**EXCERPT**:
====
Handling Multi-Column PDFs

Academic papers and newspaper-style documents use multi-column layouts. A naive extraction reads across columns left-to-right, producing garbled text that mixes column A with column B. The fix is to detect columns by clustering text blocks by their x-coordinate and then reading each column top-to-bottom.

python

def detect_and_extract_columns(page) -> str:
    """
    Detect multi-column layout and extract columns in reading order.
    Works with pdfplumber page objects.
    """
    words = page.extract_words(x_tolerance=3, y_tolerance=3)
    if not words:
        return ""

    # Find the horizontal midpoint of the page
    page_mid = page.width / 2

    # Group words into left and right columns
    left_words = [w for w in words if w["x0"] < page_mid - 20]
    right_words = [w for w in words if w["x0"] >= page_mid - 20]

    # If column split is lopsided, it's probably single column
    left_count = len(left_words)
    right_count = len(right_words)
====
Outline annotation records
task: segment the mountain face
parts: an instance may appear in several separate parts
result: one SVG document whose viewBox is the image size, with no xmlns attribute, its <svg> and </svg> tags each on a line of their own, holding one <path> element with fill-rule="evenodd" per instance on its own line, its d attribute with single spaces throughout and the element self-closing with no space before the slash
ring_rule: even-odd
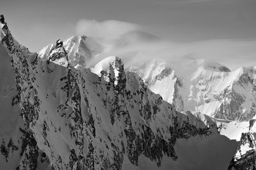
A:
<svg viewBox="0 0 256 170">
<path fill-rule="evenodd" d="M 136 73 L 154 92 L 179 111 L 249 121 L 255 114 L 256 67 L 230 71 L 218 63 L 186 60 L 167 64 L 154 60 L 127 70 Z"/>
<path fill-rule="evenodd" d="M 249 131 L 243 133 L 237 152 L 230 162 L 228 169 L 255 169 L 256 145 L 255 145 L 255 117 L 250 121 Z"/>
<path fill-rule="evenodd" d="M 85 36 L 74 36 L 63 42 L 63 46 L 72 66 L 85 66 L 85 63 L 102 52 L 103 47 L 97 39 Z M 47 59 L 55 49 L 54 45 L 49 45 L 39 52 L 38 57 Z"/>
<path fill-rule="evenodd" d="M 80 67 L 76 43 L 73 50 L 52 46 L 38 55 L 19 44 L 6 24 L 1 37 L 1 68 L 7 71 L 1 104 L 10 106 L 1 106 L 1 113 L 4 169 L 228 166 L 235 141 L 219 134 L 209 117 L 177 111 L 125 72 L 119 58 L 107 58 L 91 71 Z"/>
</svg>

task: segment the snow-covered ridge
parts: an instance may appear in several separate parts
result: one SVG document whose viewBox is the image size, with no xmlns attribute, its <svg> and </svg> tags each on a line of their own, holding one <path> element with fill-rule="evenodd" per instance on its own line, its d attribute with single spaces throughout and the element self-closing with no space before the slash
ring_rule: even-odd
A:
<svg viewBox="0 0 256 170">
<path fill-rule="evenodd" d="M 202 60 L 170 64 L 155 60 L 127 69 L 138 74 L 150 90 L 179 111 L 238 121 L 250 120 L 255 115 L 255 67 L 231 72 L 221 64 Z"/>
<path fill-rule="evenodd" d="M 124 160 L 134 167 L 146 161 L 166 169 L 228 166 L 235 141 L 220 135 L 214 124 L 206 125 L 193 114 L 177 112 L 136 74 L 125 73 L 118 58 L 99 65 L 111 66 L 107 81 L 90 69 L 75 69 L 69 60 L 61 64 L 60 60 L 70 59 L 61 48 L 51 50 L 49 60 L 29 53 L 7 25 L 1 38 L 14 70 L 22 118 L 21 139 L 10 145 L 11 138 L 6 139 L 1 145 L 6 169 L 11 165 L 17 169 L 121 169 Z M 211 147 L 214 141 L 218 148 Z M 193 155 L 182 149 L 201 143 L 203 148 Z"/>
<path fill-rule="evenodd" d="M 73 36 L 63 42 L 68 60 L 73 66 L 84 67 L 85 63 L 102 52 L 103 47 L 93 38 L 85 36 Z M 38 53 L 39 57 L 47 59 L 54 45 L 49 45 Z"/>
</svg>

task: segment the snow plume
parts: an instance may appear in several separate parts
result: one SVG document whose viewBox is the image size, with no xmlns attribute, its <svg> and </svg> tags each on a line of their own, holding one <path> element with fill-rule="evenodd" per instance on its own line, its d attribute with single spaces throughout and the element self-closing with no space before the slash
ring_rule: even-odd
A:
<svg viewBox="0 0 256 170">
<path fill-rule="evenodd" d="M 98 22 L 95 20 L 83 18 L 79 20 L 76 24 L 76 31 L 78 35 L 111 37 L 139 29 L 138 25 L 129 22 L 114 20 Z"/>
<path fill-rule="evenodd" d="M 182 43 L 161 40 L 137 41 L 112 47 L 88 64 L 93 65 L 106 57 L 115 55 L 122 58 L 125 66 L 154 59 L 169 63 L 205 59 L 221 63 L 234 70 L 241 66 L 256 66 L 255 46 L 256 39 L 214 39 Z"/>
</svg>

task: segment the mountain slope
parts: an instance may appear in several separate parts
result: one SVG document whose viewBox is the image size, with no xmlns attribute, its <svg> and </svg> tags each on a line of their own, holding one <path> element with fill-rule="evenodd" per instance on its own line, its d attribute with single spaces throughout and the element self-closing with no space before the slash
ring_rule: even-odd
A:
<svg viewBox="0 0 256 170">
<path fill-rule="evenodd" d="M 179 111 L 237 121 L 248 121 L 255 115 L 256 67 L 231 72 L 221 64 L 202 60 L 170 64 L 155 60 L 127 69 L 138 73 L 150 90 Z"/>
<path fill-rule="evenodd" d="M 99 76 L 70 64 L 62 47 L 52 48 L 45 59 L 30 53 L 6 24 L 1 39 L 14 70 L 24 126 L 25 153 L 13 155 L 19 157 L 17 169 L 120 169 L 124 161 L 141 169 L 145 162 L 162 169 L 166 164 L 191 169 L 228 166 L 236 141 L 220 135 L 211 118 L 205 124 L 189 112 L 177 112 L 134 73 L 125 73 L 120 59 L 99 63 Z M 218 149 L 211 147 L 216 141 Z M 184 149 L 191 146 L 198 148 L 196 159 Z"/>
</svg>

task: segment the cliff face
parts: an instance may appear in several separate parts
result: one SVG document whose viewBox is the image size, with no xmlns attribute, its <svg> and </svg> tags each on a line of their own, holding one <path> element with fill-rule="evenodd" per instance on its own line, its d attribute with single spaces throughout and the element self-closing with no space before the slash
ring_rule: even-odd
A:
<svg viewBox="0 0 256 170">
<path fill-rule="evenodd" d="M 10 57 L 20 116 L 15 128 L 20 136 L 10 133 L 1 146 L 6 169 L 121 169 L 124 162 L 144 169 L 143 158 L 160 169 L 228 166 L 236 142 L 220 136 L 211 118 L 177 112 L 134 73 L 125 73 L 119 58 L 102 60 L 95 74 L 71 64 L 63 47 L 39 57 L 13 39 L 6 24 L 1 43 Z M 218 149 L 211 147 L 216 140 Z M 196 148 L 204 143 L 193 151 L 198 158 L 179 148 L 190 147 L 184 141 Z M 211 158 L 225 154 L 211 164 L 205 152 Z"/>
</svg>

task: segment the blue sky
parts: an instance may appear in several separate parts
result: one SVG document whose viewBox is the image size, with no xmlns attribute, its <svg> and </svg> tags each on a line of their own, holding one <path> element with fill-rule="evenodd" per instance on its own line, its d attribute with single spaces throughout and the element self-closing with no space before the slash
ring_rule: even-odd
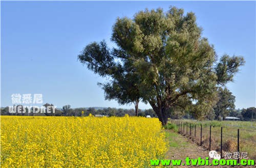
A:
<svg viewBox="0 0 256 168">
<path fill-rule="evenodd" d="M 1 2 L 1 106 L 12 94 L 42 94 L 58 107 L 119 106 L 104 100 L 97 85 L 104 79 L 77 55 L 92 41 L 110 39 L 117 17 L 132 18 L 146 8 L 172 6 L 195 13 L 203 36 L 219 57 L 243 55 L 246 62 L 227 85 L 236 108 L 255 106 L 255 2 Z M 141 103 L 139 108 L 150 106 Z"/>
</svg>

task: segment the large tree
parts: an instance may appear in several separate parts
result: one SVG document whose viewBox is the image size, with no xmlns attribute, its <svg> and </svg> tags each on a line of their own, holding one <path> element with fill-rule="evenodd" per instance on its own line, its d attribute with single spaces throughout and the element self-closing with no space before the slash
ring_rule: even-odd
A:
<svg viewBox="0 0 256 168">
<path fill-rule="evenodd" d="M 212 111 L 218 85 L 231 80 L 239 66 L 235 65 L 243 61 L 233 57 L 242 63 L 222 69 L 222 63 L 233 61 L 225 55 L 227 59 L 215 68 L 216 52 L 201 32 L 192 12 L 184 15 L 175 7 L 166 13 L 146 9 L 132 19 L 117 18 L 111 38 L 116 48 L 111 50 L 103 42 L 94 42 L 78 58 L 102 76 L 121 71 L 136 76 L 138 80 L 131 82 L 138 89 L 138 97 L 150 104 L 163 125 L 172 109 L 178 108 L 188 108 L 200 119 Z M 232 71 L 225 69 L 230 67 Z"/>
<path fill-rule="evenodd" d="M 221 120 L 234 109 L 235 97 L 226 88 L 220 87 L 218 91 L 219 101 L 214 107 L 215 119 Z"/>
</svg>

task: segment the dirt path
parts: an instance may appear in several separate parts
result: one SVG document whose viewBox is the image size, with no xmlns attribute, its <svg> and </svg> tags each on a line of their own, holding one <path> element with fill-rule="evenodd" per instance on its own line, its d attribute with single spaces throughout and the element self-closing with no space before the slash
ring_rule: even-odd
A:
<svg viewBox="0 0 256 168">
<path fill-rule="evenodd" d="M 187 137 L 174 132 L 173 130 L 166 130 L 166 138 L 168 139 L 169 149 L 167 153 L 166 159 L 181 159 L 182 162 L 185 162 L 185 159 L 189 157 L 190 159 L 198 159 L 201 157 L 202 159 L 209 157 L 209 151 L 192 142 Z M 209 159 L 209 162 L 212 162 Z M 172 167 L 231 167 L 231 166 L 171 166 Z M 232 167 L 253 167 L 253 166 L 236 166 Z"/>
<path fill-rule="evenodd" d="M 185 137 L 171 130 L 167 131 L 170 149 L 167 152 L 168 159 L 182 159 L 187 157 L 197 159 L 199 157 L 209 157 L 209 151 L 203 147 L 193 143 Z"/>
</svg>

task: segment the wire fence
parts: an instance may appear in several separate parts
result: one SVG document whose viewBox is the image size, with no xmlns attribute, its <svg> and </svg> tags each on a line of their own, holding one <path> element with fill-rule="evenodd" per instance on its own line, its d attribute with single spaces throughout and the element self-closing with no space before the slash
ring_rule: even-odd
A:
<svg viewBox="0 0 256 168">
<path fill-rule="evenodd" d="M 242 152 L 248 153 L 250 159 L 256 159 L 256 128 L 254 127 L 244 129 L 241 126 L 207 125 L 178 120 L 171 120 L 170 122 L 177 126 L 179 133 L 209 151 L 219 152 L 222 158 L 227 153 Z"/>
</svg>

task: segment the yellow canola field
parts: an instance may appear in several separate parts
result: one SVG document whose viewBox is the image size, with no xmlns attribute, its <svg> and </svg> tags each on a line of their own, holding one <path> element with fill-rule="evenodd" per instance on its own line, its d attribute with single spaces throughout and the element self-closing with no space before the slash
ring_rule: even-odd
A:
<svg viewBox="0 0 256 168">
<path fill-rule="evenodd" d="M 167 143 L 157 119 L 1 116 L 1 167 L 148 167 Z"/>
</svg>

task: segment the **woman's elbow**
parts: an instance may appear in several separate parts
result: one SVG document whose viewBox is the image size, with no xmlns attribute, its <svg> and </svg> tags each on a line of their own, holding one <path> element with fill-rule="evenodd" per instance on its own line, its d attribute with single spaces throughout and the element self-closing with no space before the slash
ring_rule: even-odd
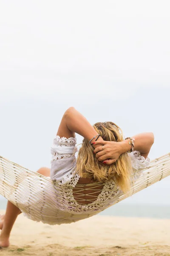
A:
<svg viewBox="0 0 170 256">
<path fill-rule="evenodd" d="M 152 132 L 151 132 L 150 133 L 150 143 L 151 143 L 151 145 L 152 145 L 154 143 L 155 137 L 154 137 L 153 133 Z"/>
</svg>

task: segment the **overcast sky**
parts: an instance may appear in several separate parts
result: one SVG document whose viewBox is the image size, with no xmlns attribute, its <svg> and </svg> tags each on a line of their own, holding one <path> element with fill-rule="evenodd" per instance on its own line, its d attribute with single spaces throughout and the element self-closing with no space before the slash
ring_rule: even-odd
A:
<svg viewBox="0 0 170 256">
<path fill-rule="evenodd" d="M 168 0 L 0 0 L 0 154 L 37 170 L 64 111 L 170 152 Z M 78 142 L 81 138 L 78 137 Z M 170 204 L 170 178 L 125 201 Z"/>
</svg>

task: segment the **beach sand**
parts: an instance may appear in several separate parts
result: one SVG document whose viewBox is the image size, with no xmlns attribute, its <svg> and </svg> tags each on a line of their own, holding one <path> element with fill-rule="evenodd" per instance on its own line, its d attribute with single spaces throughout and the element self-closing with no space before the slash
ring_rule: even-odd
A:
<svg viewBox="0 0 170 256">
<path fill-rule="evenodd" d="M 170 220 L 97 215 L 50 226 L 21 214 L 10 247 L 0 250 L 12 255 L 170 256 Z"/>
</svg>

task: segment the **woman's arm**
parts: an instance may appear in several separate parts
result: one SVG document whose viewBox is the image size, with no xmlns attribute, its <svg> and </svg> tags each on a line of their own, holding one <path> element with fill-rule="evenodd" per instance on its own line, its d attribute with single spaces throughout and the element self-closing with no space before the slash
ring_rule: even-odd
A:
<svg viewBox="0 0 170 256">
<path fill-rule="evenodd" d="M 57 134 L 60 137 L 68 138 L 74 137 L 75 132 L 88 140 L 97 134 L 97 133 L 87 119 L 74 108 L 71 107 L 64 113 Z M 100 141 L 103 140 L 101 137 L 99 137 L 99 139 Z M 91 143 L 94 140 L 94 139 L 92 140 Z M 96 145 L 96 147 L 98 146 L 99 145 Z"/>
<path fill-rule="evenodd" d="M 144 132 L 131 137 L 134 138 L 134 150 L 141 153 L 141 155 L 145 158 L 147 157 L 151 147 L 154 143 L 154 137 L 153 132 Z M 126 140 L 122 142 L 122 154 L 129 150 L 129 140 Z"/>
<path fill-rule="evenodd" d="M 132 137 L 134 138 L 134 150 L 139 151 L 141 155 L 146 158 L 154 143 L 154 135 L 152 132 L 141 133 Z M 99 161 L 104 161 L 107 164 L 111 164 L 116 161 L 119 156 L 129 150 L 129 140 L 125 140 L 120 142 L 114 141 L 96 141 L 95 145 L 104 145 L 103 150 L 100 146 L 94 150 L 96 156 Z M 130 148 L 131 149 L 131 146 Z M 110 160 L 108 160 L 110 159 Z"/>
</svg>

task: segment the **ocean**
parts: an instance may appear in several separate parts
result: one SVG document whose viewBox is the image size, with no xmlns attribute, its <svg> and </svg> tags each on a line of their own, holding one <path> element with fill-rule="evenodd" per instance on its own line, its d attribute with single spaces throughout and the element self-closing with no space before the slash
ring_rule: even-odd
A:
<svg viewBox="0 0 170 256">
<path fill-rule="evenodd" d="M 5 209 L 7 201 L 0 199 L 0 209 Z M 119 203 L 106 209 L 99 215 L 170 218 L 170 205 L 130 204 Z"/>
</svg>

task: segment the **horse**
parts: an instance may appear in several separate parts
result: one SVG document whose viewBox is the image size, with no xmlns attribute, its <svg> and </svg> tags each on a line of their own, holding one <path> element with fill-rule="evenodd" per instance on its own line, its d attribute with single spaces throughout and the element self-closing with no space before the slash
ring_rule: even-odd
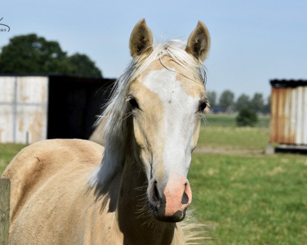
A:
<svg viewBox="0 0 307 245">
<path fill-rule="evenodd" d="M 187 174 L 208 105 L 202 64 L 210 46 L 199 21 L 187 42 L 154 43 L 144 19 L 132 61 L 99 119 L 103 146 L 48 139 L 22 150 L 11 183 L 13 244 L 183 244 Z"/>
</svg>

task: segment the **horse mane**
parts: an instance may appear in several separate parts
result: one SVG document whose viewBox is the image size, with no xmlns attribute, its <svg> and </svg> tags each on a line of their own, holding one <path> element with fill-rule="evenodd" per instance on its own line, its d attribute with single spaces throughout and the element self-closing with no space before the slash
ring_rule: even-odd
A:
====
Carry on with the excerpt on handling multi-column PDFs, starting right after its last line. None of the rows are needed here.

**RESULT OF THE TASK**:
    if min(left_count, right_count) < 0.2 * max(left_count, right_count):
        return page.extract_text() or ""

    # Sort each column top-to-bottom, then left-to-right within a line
    def words_to_text(words_list: list[dict]) -> str:
        sorted_words = sorted(words_list, key=lambda w: (round(w["top"] / 5) * 5, w["x0"]))
        lines = []
        current_line_top = None
        current_line = []
        for word in sorted_words:
            line_top = round(word["top"] / 5) * 5
            if current_line_top is None or abs(line_top - current_line_top) > 5:
                if current_line:
                    lines.append(" ".join(current_line))
                current_line = [word["text"]]
                current_line_top = line_top
            else:
                current_line.append(word["text"])
        if current_line:
            lines.append(" ".join(current_line))
        return "\n".join(lines)

    left_text = words_to_text(left_words)
    right_text = words_to_text(right_words)
    return left_text + "\n\n" + right_text

Word / DOCX Extraction

DOCX files have a clean semantic structure: headings, paragraphs, tables, lists. The python-docx library exposes this structure directly. The key challenge is preserving the heading hierarchy so that you can include section context in chunk metadata.

python

from docx import Document as DocxDocument
from dataclasses import dataclass, field

@dataclass
class Section:
    level: int
    title: str
    content: str

def extract_docx(path: str) -> list[Section]:
    """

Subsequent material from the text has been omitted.